>> BEGIN

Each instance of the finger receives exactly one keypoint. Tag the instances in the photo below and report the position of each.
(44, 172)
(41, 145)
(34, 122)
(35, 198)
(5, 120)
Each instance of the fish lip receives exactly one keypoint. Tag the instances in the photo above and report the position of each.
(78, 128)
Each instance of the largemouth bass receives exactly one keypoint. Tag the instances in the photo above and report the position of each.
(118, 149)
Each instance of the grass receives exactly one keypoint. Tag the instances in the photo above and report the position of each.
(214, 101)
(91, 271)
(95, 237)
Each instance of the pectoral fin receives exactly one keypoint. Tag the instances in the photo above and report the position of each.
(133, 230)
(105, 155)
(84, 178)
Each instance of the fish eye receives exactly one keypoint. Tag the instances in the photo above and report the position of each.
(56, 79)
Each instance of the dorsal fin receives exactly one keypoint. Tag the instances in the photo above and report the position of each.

>> END
>> BEGIN

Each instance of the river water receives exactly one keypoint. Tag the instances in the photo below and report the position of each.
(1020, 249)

>> END

What is expected
Output the lines of the listing as a JSON list of strings, one string per line and with blank lines left out, starting at the line that contains "Each instance of the pectoral" and ending at the line that contains "Each instance of the dorsal".

Correct result
[
  "Each instance of the pectoral fin receives exactly one keypoint. Tag the instances in the photo above and report the position of each.",
  "(133, 230)",
  "(105, 155)",
  "(84, 178)",
  "Each instance of the fish eye receives exactly one keypoint. Tag the instances in the photo above and report the position of each.",
  "(56, 79)",
  "Each instance of the dorsal fin receives exactly one keypoint. Tag the instances in the photo above and report the position of each."
]